Using the information →
A – In the abstract on outpatient pharmaceutical costs, by what average percentage per year have per patient expenditures for outpatient pharmaceuticals in the VA system increased over the last 5 years?
B – Resume the abstract on outpatient pharmaceutical costs by writing the text that comes after its final sentence.

3041 — Reversing Inflation of Outpatient Pharmaceutical Costs in a VA Medical Center

Author List:
Walsh JP (Endocrinology Section, Indianapolis VAMC)
Curtis JR (Clinical Pharmacist, Indianapolis VAMC)
Stavenger T (VISN 11 Pharmacy Benefits Manager)
Emmendorfer T (VISN 11 Pharmacoeconomist)
Jones MR (Pharmacy Service Chief, Indianapolis VAMC)

Per patient expenditures for outpatient pharmaceuticals in the VA system have increased an average of 4.75% per year over the last 5 years. Due to budgetary constraints, a comprehensive program to limit pharmaceutical expenditures was mandated at our VA facility in late 2004.

The VA Pharmacy Benefits Management database was used to compare expenditures for individual drugs and drug classes at our facility to average expenditures at 15 facilities in our VA peer group. Both the percentage of patients treated and costs per treated patient were compared. Potential cost avoidance for each agent was calculated. Subsequent analyses included: 1) Reviews of electronic records at our facility; 2) Reviews of key literature and published guidelines; 3) Consultation with local experts; 4) Costs of alternate therapies; and 5) Determination of practices at VA facilities with low usage of targeted agents.

Twenty seven agents were identified in the peer group comparisons for which potential cost either exceeded $100,000 per year or was greater than 50% of total cost. Evidence-based criteria for use of twelve were developed together with procedures for therapeutic conversions. For five agents, patients were converted to an alternate therapy at the time of their next fill or next clinic visit. Where criteria for use were complicated, prior approval consults were required. Patients were evaluated at routine clinic visits and converted if they did not meet criteria. Clinical pharmacists assigned to each primary care team assessed patients and helped with completion of consults. As a result, total outpatient pharmaceutical costs declined from $33.8 million in FY04 to $31.1 million in FY05.

Collected data:

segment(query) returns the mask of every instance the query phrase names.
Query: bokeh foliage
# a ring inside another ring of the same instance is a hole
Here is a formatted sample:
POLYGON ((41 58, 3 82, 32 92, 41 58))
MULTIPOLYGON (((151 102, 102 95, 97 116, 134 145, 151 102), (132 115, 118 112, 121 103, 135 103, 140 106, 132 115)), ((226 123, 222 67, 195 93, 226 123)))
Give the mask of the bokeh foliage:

Results for the exercise →
A – 4.75% per year.

B –
After adjustments for increased patient numbers and pharmaceutical inflation in the VA system, the actual cost avoidance in FY05 was $4.2 million. The major cost of this initiative was $315,000 in annual salary and benefits for three new clinical pharmacists. Direct involvement of clinical pharmacists in primary care clinics was a critical factor in this outcome. There have been no major adverse events clearly related to these therapeutic conversions. More detailed analyses of clinical outcomes are ongoing.

Direct benefits of this cost avoidance at our facility included funding $1.2 million in previously deferred equipment requests and 42 previously deferred personnel requests for $3.1 million. Wide variation in usage of many high priced pharmaceuticals in the VA system suggests that aggressive application of evidence-based criteria may offer substantial cost savings system wide.